---------- INPUT DATA

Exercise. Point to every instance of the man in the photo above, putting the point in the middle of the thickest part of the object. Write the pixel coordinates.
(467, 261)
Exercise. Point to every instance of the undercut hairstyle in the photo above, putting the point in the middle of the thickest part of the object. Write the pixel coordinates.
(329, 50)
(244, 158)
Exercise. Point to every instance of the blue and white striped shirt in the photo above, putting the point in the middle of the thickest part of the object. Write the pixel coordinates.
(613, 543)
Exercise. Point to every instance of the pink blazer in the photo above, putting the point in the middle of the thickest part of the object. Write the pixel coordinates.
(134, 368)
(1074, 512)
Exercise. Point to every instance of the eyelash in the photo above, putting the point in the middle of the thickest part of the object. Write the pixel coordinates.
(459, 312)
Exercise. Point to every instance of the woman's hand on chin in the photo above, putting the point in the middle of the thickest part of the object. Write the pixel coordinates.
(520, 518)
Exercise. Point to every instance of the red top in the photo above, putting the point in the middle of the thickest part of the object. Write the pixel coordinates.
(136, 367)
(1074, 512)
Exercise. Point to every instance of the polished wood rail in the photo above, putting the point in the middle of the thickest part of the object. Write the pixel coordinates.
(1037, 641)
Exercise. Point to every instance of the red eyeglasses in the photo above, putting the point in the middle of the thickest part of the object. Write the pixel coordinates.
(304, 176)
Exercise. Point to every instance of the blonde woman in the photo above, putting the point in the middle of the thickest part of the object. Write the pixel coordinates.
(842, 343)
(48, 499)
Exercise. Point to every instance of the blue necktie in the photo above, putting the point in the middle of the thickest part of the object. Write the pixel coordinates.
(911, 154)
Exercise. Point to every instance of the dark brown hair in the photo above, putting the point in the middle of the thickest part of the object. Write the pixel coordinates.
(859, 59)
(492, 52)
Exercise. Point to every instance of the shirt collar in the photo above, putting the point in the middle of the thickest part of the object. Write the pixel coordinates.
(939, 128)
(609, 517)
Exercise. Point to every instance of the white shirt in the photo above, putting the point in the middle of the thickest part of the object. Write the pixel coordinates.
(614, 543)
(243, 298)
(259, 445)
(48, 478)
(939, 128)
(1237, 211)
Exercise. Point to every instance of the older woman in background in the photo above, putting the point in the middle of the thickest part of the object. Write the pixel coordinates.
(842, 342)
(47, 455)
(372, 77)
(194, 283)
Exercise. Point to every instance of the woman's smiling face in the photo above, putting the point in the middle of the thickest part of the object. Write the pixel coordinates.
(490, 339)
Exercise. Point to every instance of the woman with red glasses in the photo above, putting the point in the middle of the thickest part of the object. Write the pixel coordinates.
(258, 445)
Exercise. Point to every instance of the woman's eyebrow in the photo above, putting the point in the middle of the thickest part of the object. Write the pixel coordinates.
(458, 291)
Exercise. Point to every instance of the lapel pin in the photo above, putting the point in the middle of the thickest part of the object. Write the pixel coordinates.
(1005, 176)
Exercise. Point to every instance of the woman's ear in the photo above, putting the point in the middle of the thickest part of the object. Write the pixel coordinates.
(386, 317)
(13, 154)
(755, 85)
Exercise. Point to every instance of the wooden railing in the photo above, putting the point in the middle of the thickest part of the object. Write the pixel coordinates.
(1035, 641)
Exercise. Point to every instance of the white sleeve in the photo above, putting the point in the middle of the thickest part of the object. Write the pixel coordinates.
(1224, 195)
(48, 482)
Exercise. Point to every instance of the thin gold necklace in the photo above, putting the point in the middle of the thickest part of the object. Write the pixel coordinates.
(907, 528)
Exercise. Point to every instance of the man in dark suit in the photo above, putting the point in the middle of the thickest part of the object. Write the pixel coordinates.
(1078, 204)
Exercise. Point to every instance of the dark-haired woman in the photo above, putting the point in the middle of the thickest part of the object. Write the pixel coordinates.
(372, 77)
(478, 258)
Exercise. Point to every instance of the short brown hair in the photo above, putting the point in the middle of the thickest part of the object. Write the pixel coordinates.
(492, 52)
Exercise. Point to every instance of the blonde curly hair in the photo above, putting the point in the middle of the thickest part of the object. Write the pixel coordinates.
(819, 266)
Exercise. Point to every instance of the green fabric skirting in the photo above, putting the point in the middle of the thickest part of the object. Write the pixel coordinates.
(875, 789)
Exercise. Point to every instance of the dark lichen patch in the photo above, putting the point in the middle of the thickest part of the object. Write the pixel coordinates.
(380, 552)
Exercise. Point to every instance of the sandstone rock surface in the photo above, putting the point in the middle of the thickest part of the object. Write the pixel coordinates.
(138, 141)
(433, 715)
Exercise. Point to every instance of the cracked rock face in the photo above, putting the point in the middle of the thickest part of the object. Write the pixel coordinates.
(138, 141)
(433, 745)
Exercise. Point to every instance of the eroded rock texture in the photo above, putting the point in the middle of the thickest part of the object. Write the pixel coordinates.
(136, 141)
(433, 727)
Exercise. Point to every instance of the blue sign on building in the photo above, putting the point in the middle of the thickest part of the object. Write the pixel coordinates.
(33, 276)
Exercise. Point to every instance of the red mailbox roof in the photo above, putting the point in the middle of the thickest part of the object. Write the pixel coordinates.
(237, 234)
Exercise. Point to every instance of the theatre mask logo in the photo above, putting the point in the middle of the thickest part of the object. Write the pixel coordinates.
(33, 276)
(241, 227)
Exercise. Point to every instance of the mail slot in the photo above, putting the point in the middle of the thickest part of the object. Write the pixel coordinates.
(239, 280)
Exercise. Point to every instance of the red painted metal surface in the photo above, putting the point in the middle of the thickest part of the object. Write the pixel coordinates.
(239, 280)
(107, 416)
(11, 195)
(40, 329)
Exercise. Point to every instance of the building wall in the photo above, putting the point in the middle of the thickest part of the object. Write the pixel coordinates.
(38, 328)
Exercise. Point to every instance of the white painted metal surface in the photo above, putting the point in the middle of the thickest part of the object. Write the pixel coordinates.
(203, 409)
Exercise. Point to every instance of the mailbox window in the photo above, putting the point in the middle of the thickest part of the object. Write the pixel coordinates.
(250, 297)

--------------------

**ASSIGNMENT**
Could you reproduce every record exactly as written?

**PROBLEM SOLUTION**
Exercise. Point to every instance of the man in the photo above, putting the point in the middle of the thickest part of the object. Write the pixel coordinates.
(467, 261)
Exercise. Point to every instance of the undercut hairstyle in the photo above, putting the point in the middle of the thickest part of the object. Write the pixel coordinates.
(329, 50)
(244, 158)
Exercise. Point to every instance of the blue and white striped shirt in the photo above, putting the point in the middle of the thickest part of the object. Write the pixel coordinates.
(613, 543)
Exercise. Point to every instance of the pink blazer in the photo above, putting the point in the middle of the thickest part of the object. Write the pixel coordinates.
(134, 368)
(1074, 512)
Exercise. Point to every instance of the eyelash in the photo above, putting the point in the middle of the thickest part of the object. Write the pixel coordinates.
(459, 312)
Exercise. Point to every instance of the woman's hand on chin in the photo above, putting the point in the middle of the thickest part of the object. Write the pixel coordinates.
(520, 518)
Exercise. Point to every instance of the red top in the photo above, putting the point in the middle of the thickest part of the object. Write the pixel coordinates.
(136, 367)
(1074, 512)
Exercise. Point to every instance of the polished wood rail in the photo above, putting the point in the middle of the thickest part of the object. Write the pixel coordinates.
(1037, 641)
Exercise. Point to every instance of the red eyeglasses in the photo above, putting the point in the middle of the thickest part of the object. Write the pixel coordinates.
(304, 176)
Exercise. Point to every instance of the blonde woman in the photo above, putting the point in the middle of the thickest part of the object. Write the pixel coordinates.
(842, 343)
(48, 499)
Exercise. Point to every instance of the blue necktie in the photo above, putting the point in the middle of the thickest part of the object. Write the pixel coordinates.
(911, 154)
Exercise. Point to every instance of the dark brown hair in the photo above, putting the point in the middle of the thickest part of the object. Write the pixel coordinates.
(859, 59)
(492, 52)
Exercise. Point to every instance of the shirt collar in the photo above, putting the point in the middle of the thickest part of the object. Write the pixel coordinates.
(939, 128)
(609, 517)
Exercise. Point to every instance of the white shirt in the photo above, putting the point in the middle of the thickest part of the object. Write the pixel coordinates.
(614, 543)
(243, 298)
(259, 445)
(48, 478)
(939, 128)
(1237, 211)
Exercise. Point to every instance of the older woman in background in the photo above, putting the point in the middle of the thickest part of the object. Write the pixel coordinates.
(842, 342)
(47, 455)
(372, 77)
(194, 283)
Exercise. Point to every instance of the woman's smiling face in the photo above, putting the point in the middle of the thickest part of the object. Write the pixel coordinates.
(490, 339)
Exercise. Point to every instance of the woman with red glasses in the photo above, putting the point in the middle of the thickest part of the object. Write the pixel coordinates.
(258, 445)
Exercise. Point to every instance of the woman's eyebrow in the photo above, putting the point in the middle of the thickest part of the object. Write the pixel coordinates.
(458, 291)
Exercise. Point to every instance of the lapel pin in the photo above, putting the point in the middle of the thickest part of the object. Write the pixel coordinates.
(1005, 176)
Exercise. Point to every instance of the woman's ear in the photo above, putting the point in the middle of the thickest part of the object. Write the pixel coordinates.
(386, 317)
(13, 154)
(755, 85)
Exercise. Point to every instance of the wooden railing in the photo above, putting the point in the middle of the thickest part of the object. Write the pixel coordinates.
(1035, 641)
Exercise. Point to every instance of the white sleeve in the photo above, putting the point in the middle of the thickest part of the object. Write the pixel coordinates.
(1224, 195)
(48, 482)
Exercise. Point to every instance of the thin gold necklace in the photo above, putting the point in the middle of the thickest part of the object. Write the pixel coordinates.
(907, 528)
Exercise. Point to every instance of the man in dark suit in the photo above, putting the point in the middle of the thickest part of the object. Write the pixel coordinates.
(1078, 204)
Exercise. Point to every instance of the dark-haired woman in the photo above, putting the point in the middle of the thickest part of the object. Write the pixel coordinates.
(372, 77)
(478, 258)
Exercise. Point to every instance of the short brown hair in the photo above, putting the point in the middle of the thickest part of the object. Write the pixel coordinates.
(492, 52)
Exercise. Point to every instance of the blonde curly hair in the photo above, putting the point in the middle of the thickest part of the object. Write the pixel coordinates.
(819, 266)
Exercise. Point to every instance of the green fabric skirting in the photo above, putting the point in the middle of the thickest part of the object. Write the pixel coordinates.
(875, 789)
Exercise. Point to every instance of the dark lichen patch in the photo above, putting the point in the middle of the thickest part of the object. Write the pixel coordinates.
(380, 552)
Exercise. Point to every instance of the sandstone rock surface in the photo above, putting the point in the middle of the thickest part of the object. Write the pixel coordinates.
(138, 141)
(433, 715)
Exercise. Point to every instance of the cracked rock face in the photo above, putting the point in the middle of the thickest part of the object. Write the pixel coordinates.
(138, 141)
(433, 745)
Exercise. Point to every instance of the eroded rock texture in the photo above, putting the point in the middle of the thickest part of the object. Write the pixel coordinates.
(136, 141)
(433, 727)
Exercise. Point to every instance of the blue sign on building in the photo above, putting the point in the middle of the thickest part of the object. Write the pixel coordinates.
(33, 276)
Exercise. Point to every instance of the red mailbox roof in the photo above, putting the point in the middle of the thickest part of the object. Write the pixel coordinates.
(237, 234)
Exercise. Point to every instance of the theatre mask logo in the photo above, putting the point in the middle of the thickest part of the object. Write the pixel coordinates.
(33, 276)
(241, 227)
Exercise. Point to every instance of the mail slot in the photo above, putting the point in the middle of the thickest part of the object. Write the pixel coordinates.
(239, 280)
Exercise. Point to every instance of the red painted metal surface in the photo above, putting the point in the middle of the thickest part of the object. Write the pixel coordinates.
(239, 280)
(107, 416)
(11, 195)
(40, 329)
Exercise. Point to every instance of the building wall in the photo above, putting the point in the middle of the thickest part of the object. Write the pixel coordinates.
(38, 328)
Exercise. Point to every instance of the white painted metal surface in the photo above, putting the point in the middle of the thickest part of the object. Write the pixel coordinates.
(203, 409)
Exercise. Point to every instance of the mailbox window in the photo above, putting the point in the middle of the thickest part of the object. Write the pixel coordinates.
(250, 297)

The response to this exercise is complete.